→ Exercise task:
Print every line of the rows below word for word, leaving out the pictures.

→ Given entries:
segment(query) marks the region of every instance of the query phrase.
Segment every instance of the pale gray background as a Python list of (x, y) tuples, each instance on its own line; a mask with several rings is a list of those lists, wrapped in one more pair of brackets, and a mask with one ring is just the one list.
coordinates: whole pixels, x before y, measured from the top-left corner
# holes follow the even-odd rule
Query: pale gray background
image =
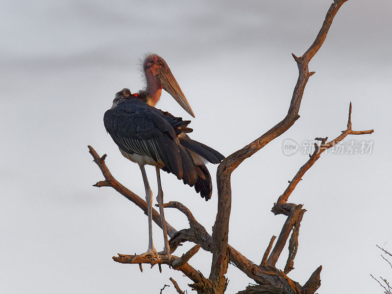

→ Solved exercise:
segment(query) marks the region of every instance of the query phrase.
Segment every instance of the pale gray background as a Python list of (x, y) tuples, each instance on its own line; a mask with several rings is a list of those lists, wrapped in one more pair of brackets, and a mask with one ring is just the one list.
coordinates: whole pixels, x before y, measured from the top-left corner
# holes follow the even-odd rule
Query: pale gray background
image =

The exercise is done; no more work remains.